## [Required work]
Can you edit the listing from the line with "TARGET = ceiling ornament" through the line with "x=159, y=279" so that "wall" becomes "surface" and nothing else changes? Give back only those lines.

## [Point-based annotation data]
--- Start ---

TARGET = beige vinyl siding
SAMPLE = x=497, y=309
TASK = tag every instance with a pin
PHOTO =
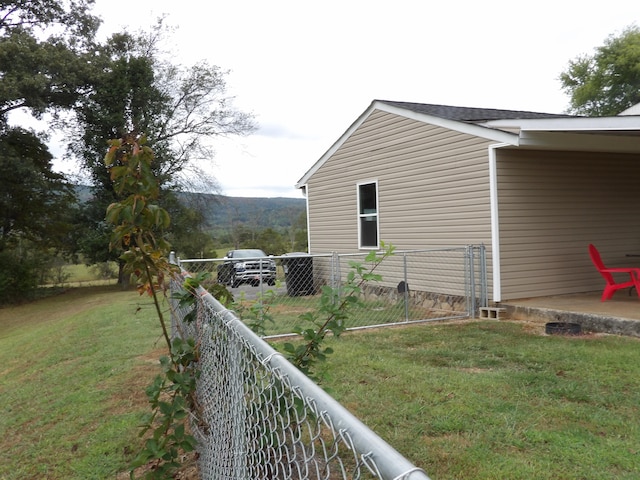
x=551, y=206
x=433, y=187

--- End ---
--- Start ---

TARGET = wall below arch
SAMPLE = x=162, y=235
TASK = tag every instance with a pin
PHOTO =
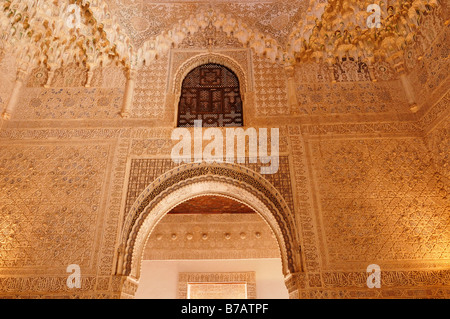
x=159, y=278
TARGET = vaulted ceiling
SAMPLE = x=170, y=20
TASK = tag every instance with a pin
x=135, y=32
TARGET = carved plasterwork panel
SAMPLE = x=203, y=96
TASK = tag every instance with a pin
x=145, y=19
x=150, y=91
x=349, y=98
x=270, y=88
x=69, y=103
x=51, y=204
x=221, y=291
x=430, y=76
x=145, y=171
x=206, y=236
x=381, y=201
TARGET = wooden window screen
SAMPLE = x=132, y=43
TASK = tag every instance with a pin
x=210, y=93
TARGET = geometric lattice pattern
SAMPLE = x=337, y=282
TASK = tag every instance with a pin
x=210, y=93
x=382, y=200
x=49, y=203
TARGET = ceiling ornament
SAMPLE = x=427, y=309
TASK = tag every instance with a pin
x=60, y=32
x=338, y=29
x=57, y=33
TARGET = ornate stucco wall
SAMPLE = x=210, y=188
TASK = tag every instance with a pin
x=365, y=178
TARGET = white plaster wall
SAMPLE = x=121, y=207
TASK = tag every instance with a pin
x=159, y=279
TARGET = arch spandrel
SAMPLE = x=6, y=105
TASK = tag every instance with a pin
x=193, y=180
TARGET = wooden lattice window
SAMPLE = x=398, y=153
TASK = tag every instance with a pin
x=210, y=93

--- End ---

## [Written response]
TARGET = ceiling ornament
SAMPLE = x=427, y=309
TASK = tag every instance with a pin
x=60, y=32
x=338, y=29
x=57, y=33
TARGET = ornate stucco surface
SAMPLE = x=210, y=188
TASK = tag every instance with a pin
x=365, y=178
TARGET = white plaster surface
SAMPLE = x=121, y=207
TASK = tag every instance with a pin
x=159, y=279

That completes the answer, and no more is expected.